Location identification items

▼▼▼

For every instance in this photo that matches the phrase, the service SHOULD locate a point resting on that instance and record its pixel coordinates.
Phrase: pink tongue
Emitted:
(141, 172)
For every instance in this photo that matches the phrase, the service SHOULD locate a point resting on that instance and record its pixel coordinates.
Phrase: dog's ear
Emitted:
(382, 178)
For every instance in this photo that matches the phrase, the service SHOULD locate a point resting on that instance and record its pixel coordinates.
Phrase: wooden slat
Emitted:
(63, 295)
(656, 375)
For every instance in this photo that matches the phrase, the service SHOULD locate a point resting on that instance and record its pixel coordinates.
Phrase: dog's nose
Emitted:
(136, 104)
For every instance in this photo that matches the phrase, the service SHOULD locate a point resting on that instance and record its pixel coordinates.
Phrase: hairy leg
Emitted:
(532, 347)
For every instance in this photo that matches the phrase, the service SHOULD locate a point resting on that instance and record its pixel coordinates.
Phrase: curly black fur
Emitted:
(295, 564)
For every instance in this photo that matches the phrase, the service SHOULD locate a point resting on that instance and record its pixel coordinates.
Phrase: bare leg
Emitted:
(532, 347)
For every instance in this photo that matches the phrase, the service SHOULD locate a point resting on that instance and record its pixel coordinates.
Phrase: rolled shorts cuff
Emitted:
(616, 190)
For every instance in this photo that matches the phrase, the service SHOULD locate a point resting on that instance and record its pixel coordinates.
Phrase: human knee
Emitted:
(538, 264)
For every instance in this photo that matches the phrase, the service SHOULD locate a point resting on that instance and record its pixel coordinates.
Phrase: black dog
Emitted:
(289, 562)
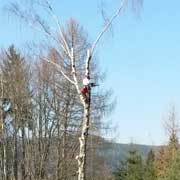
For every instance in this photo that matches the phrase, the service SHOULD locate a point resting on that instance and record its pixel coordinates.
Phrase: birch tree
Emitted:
(61, 41)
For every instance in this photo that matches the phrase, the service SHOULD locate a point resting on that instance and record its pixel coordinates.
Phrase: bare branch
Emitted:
(108, 24)
(51, 12)
(59, 68)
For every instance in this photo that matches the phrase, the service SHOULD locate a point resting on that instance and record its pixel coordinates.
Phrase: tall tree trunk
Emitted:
(15, 157)
(23, 164)
(83, 139)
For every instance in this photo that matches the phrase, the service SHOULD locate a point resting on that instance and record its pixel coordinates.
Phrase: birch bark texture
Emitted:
(61, 40)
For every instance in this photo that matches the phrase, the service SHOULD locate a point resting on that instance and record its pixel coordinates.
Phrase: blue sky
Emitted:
(141, 59)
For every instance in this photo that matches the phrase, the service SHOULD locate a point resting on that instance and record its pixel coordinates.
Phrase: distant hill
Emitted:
(114, 152)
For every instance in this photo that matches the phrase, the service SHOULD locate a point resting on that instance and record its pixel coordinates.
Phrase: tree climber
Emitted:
(87, 85)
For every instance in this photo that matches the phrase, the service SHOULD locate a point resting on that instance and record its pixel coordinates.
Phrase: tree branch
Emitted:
(108, 24)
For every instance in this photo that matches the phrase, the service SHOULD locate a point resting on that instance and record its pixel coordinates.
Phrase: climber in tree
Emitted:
(87, 85)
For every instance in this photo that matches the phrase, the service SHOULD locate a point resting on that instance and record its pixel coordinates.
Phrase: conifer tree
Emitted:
(149, 170)
(131, 168)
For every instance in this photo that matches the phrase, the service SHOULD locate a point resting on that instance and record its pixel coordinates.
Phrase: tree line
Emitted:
(160, 164)
(41, 115)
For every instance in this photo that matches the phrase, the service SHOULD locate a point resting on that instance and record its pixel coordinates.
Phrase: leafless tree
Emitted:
(64, 48)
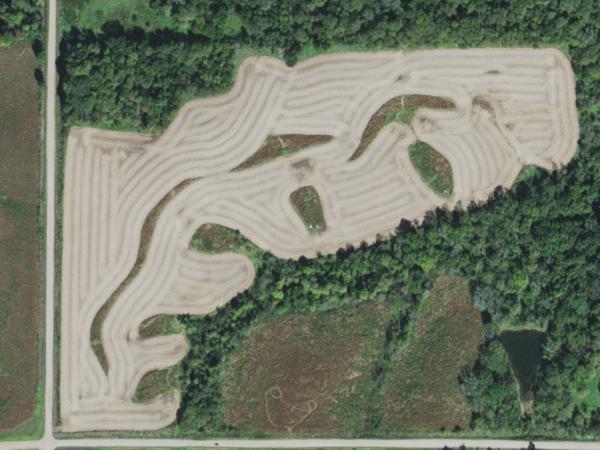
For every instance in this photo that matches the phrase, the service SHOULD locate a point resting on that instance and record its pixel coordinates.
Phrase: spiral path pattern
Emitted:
(513, 107)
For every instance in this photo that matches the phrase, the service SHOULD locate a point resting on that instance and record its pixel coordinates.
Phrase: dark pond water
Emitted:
(524, 348)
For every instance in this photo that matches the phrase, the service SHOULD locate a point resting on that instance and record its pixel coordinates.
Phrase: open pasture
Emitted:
(509, 108)
(20, 298)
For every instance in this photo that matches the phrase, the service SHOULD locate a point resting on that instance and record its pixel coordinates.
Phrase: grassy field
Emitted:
(423, 392)
(307, 204)
(306, 373)
(433, 168)
(20, 296)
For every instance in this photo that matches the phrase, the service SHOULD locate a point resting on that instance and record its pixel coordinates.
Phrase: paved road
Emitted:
(49, 442)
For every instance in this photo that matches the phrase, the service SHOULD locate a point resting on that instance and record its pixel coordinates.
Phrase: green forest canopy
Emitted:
(531, 254)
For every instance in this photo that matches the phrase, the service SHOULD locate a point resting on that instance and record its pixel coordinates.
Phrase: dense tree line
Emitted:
(531, 253)
(21, 18)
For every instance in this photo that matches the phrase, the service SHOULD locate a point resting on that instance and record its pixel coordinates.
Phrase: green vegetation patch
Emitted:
(398, 109)
(157, 382)
(307, 204)
(159, 326)
(433, 168)
(146, 236)
(20, 236)
(283, 145)
(423, 391)
(306, 373)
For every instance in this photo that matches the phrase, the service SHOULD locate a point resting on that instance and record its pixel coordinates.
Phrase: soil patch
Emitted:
(306, 373)
(20, 297)
(424, 392)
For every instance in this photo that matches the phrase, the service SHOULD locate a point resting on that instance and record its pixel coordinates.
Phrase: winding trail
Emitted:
(48, 440)
(513, 107)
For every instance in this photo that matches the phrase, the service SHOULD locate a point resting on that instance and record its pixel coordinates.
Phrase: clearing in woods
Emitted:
(20, 315)
(424, 392)
(157, 192)
(306, 373)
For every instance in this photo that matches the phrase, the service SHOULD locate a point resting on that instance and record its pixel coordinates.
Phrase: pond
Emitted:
(524, 348)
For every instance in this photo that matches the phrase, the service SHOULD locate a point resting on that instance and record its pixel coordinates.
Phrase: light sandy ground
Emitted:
(113, 180)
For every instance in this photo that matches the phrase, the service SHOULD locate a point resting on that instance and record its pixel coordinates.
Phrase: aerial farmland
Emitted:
(344, 171)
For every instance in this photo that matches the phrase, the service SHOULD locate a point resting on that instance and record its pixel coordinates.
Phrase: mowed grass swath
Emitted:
(158, 191)
(20, 238)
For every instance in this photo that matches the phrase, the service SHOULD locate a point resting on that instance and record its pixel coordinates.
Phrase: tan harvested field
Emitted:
(20, 299)
(511, 108)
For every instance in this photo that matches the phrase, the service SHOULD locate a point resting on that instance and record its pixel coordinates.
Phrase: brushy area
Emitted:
(530, 254)
(306, 373)
(432, 167)
(307, 204)
(423, 390)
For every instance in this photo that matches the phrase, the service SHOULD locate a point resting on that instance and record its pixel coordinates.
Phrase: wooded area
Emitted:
(531, 254)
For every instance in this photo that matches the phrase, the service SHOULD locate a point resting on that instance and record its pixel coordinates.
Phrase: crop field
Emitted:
(423, 389)
(306, 373)
(20, 298)
(134, 203)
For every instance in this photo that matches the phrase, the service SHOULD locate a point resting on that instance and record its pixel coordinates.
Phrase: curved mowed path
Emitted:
(513, 107)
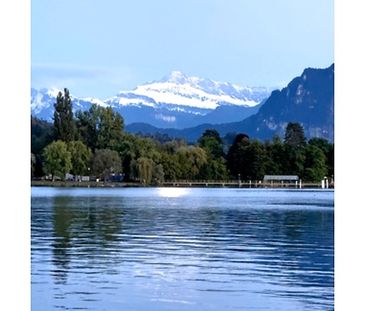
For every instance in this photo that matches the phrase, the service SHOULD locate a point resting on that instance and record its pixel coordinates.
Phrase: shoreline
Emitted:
(177, 184)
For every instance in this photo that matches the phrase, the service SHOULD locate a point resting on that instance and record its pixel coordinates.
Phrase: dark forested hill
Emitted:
(307, 99)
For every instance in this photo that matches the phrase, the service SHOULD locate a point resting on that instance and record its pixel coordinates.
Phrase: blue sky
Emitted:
(98, 48)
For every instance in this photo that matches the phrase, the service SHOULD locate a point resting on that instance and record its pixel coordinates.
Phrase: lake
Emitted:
(182, 249)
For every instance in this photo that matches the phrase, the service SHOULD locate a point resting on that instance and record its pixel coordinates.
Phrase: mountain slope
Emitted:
(308, 99)
(175, 101)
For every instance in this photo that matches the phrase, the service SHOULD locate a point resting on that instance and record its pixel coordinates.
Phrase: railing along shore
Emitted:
(182, 183)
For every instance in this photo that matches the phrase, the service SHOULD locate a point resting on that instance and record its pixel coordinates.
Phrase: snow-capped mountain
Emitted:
(42, 102)
(174, 101)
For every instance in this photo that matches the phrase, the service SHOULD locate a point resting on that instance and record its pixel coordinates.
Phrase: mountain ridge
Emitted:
(174, 101)
(307, 99)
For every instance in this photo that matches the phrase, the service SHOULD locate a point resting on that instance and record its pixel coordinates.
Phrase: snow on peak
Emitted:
(181, 90)
(175, 77)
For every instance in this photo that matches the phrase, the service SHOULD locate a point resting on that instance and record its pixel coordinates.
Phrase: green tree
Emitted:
(57, 159)
(80, 157)
(235, 155)
(106, 162)
(275, 157)
(212, 143)
(314, 167)
(99, 127)
(190, 161)
(145, 168)
(158, 173)
(294, 135)
(328, 150)
(63, 117)
(33, 164)
(110, 128)
(215, 168)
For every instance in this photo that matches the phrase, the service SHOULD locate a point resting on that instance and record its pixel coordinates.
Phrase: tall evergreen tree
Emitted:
(63, 117)
(294, 135)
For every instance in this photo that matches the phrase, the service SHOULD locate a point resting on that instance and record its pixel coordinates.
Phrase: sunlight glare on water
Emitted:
(182, 249)
(173, 192)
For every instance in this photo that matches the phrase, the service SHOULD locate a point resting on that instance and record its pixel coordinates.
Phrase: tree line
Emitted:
(94, 142)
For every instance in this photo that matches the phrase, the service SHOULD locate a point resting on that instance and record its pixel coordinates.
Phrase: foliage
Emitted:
(315, 166)
(294, 135)
(99, 127)
(190, 160)
(33, 164)
(57, 159)
(101, 143)
(106, 162)
(80, 157)
(63, 117)
(145, 169)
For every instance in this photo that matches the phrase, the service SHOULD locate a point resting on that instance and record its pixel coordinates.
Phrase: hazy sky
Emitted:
(100, 47)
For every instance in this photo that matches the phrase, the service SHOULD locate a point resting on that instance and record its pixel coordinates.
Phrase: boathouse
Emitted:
(280, 178)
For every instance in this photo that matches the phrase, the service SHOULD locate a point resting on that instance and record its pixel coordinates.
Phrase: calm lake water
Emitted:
(182, 249)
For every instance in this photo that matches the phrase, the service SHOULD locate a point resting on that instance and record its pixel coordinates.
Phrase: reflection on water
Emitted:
(182, 249)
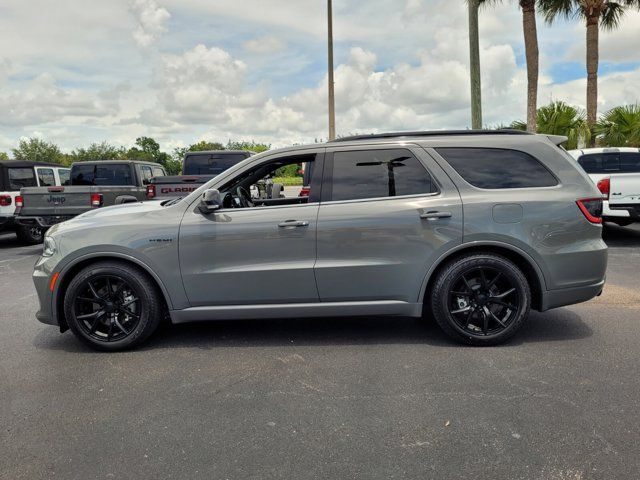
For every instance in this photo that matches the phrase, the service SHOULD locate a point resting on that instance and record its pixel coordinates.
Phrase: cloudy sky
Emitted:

▲▲▲

REQUIREMENTS: Find each line in the entries above that contains the word "birch" and copy those lines. Case counts, so match the capitalization as given.

WRITTEN REPLY:
Phrase: birch tree
Phrase: birch bark texture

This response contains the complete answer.